WHAT THIS TASK INVOLVES => Render the data, from the line with "Where can the pink" up to and including its last line, as a JSON list of strings with one string per line, leaving out blank lines.

THE DATA =>
#####
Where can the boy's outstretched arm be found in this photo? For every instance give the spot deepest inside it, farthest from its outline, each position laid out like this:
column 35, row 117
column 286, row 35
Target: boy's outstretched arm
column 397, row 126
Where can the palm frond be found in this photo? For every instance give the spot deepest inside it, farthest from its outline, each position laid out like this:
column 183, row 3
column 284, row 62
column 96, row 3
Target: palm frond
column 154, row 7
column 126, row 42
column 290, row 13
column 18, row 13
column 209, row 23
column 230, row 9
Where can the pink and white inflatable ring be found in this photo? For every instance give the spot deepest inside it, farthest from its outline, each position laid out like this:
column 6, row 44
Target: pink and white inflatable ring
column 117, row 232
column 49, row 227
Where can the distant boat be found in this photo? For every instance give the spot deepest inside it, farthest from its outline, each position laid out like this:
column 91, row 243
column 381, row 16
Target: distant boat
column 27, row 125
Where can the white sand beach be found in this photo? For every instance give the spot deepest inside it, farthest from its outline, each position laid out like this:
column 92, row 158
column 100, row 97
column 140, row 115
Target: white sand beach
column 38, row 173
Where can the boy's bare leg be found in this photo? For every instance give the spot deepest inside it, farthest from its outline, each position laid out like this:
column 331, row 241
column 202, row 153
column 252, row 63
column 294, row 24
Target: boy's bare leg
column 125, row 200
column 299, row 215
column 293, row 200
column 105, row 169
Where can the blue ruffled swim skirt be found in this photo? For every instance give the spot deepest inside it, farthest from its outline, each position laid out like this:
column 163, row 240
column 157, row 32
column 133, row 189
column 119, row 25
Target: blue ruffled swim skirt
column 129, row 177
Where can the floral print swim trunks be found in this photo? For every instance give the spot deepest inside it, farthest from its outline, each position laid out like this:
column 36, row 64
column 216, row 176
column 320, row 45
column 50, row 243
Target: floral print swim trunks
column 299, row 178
#####
SOLVED PROBLEM =>
[
  "Where can the pink and white inflatable ring be found in this photo? For every instance give the spot deepest inside it, farthest from its outline, each position laid out like this:",
  "column 6, row 44",
  "Target: pink and white inflatable ring",
  "column 117, row 232",
  "column 49, row 227",
  "Where can the distant boat be found in this photo? For every instance give the spot deepest inside it, farthest from its outline, each position laid out like this:",
  "column 91, row 243",
  "column 381, row 16",
  "Target: distant boat",
  "column 27, row 125",
  "Where can the white sand beach be found in this photo? For every instance give the spot deepest inside it, farthest from its outline, each position laid out like this:",
  "column 92, row 158",
  "column 100, row 97",
  "column 140, row 115",
  "Target: white sand beach",
  "column 38, row 173",
  "Where can the boy's bare leg be found in this photo? For every instance give the spot deepest inside it, farthest from its outline, each position laid out like this:",
  "column 331, row 241",
  "column 202, row 153",
  "column 252, row 63",
  "column 294, row 24",
  "Target: boy's bare leg",
  "column 125, row 200",
  "column 299, row 215",
  "column 293, row 200",
  "column 105, row 169",
  "Where can the blue ruffled swim skirt be found in this photo? For every instance give the spot deepest inside it, farthest from its outline, each position laid out like this:",
  "column 163, row 240",
  "column 157, row 32",
  "column 133, row 189",
  "column 119, row 25",
  "Target: blue ruffled swim skirt",
  "column 129, row 177",
  "Where can the floral print swim trunks be found in this photo? For every instance give the spot deepest inside it, farthest from its outline, each position laid out like this:",
  "column 36, row 64",
  "column 216, row 176",
  "column 320, row 45",
  "column 50, row 243",
  "Target: floral print swim trunks",
  "column 299, row 178"
]